───── Teks yang diberikan ─────

Kamis, 29 Mei 2008

100 TAHUN (MASIH) TERPERANGKAP UTANG LUAR NEGERI

100 Tahun (Masih) Terperangkap Utang Luar Negeri

Galuh Candra Patria, SIP [1]

As a consequence of having to pay its debts, a country is unable to guarantee its citizens subsistence levels of food, water, clothing and shelter and basic health care and education; in order to service its debt, it is forced to destroy and degrade the environment; by merit of its massive debt burden it is deemed ineligible for much-needed aid

Noreena Hertz, The Debt Threat, 2004

Hutang luar negeri merupakan hal yang tidak asing dalam kebijakan ekonomi sebuah negara, termasuk di Indonesia. Dalam argumentasinya, pemerintah mengambil kebijakan penerimaan hutang luar negeri untuk membiayai defisit anggaran belanja negara.[2] Namun dalam kenyataannya, setiap tahun rancangan anggaran dan pendapatan negara selalu dalam kondisi defisit sehingga hutang luar negeri merupakan bagian dari kebijakan pembiayaan negara setiap tahunnya, bahkan jumlahnya cenderung meningkat dalam anggaran belanja penyesuaian yang daripada rancangan awal yang dibuat oleh pemerintah.

─────

Lanjutkan tulisan tentang utang luar negeri Indonesia di atas, dimulai tepat setelah kalimat terakhirnya.

───── Baris data ─────

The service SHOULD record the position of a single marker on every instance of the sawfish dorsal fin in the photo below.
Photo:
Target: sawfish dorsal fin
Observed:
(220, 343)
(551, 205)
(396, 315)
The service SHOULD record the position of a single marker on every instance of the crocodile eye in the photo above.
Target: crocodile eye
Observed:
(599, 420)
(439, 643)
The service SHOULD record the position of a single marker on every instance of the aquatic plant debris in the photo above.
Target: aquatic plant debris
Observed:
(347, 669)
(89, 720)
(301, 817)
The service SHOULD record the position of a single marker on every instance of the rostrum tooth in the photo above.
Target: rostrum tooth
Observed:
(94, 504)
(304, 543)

─────
───── Baris data ─────

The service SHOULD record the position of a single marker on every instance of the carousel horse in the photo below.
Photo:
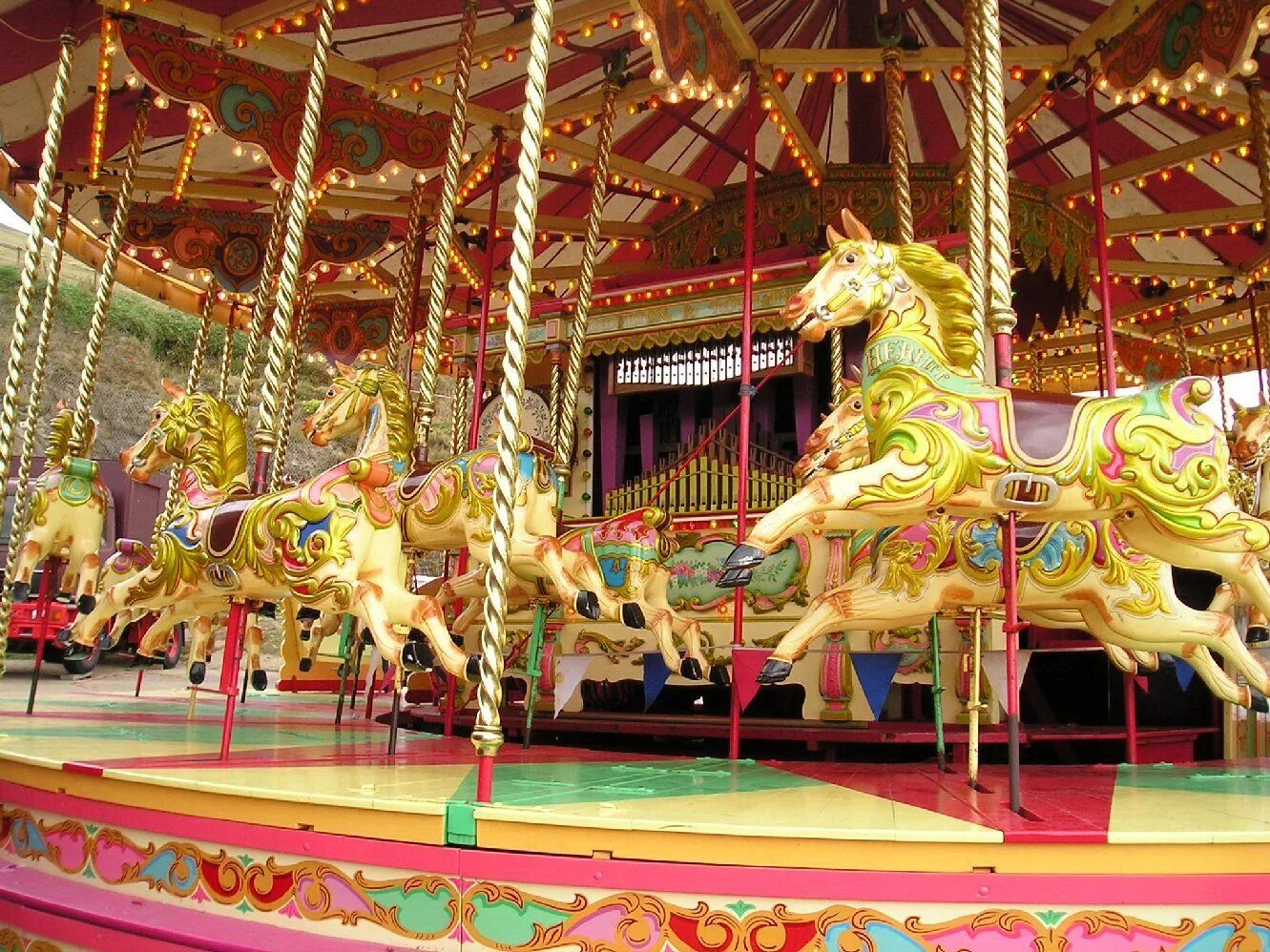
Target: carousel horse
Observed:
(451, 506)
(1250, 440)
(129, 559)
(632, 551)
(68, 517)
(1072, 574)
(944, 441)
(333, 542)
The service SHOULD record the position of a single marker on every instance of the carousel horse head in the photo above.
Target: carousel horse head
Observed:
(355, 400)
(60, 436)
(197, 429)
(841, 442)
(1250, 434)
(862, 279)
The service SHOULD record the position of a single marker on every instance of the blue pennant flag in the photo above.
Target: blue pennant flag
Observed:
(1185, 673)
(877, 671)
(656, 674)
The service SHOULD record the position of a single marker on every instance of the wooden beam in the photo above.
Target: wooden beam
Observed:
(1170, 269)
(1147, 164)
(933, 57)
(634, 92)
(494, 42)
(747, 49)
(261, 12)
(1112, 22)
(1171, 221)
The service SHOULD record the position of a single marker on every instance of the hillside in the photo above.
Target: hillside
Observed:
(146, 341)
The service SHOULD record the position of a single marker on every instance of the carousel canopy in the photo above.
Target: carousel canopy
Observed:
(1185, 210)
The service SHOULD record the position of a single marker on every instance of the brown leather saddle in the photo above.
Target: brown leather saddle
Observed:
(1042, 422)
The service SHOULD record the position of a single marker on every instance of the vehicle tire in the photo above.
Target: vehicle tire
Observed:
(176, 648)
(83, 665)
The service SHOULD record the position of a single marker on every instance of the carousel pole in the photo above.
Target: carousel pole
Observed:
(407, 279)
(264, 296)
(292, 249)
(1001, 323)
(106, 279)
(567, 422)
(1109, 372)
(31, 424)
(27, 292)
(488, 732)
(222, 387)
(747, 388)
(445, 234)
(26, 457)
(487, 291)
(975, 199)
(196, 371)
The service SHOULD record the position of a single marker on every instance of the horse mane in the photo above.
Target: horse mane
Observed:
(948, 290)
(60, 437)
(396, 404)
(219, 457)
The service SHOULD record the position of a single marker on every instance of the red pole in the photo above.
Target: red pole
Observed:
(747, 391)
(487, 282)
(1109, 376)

─────
───── Baris data ─────

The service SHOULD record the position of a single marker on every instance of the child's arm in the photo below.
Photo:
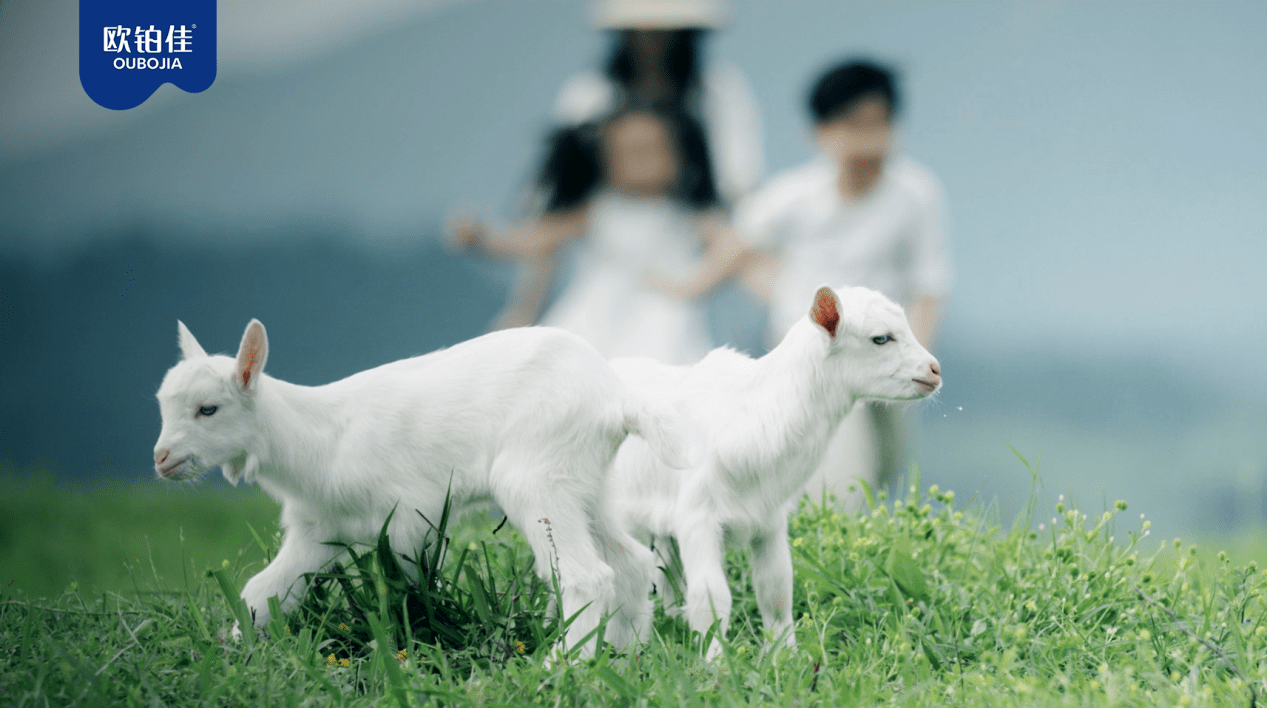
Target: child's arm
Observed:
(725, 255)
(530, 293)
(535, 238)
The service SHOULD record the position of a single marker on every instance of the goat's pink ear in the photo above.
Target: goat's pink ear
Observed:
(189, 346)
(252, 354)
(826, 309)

─────

# Hasil tugas:
Dalam beberapa tahun terakhir beban hutang luar negeri Indonesia yang dibayar oleh pemerintah tidak menunjukkan perubahan yang signifikan. Padahal beban pembayaran hutang luar negeri yang harus ditanggung pemerintah menghabiskan tidak kurang dari sepertiga jumlah total Anggaran Pendapatan dan Belanja Negara (APBN). Kenyataan ini menunjukkan bahwa kebijakan pembubaran CGI dan keputusan pemerintah untuk menghentikan pinjaman dari IMF tidak membuat kebijakan hutang luar negeri dihentikan. Hal ini disebabkan karena meskipun tanpa melalui kedua lembaga tersebut Indonesia masih terus membuat komitmen utang luar negeri secara bilateral.

Dalam konteks ekonomi politik ada dua hal yang mendasari kebijakan luar negeri. Pertama, prinsip keseimbangan neraca pembayaran (balance-of-payment) yang secara ekonomi mendorong pemerintah untuk menutupi defisit anggarannya. Kedua, berbagai macam bentuk bantuan dan pinjaman tersebut merupakan bagian dari program pembangunan yang ditujukan untuk negara-negara dunia ketiga (developing and underdeveloped countries).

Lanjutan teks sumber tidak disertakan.